| Material supplied |
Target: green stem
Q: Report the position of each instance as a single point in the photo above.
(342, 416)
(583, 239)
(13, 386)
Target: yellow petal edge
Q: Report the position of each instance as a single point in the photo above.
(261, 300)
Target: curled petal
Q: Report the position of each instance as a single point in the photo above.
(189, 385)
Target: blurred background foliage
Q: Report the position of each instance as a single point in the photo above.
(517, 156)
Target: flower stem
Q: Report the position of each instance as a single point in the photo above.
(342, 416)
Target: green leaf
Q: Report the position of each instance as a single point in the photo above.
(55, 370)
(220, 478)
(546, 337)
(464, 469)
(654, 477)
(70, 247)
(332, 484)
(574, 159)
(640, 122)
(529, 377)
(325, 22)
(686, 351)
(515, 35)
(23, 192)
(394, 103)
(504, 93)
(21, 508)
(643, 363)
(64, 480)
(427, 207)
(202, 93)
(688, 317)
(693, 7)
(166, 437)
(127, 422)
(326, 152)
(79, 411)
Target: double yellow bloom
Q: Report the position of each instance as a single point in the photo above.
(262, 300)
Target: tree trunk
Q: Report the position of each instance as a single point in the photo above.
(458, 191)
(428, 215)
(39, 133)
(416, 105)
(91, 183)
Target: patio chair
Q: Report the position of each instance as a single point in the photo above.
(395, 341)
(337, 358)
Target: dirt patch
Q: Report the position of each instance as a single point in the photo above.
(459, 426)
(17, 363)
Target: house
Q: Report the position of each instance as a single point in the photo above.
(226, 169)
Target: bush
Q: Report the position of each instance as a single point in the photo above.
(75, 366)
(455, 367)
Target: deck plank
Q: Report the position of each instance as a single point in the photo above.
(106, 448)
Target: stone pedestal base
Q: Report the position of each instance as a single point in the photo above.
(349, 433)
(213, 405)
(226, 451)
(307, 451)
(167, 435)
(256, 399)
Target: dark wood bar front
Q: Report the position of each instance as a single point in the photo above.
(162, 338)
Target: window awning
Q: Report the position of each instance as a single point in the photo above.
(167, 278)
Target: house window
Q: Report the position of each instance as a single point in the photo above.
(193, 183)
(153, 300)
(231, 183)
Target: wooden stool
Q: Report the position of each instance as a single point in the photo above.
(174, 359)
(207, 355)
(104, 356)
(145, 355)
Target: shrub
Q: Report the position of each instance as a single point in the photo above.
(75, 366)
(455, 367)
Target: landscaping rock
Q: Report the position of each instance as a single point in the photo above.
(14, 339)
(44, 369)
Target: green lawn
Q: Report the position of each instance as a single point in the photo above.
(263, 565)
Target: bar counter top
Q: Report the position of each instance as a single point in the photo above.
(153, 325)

| Task goal |
Copy each line from the records above that includes the string "window".

| Solution |
Target: window awning
Target: house window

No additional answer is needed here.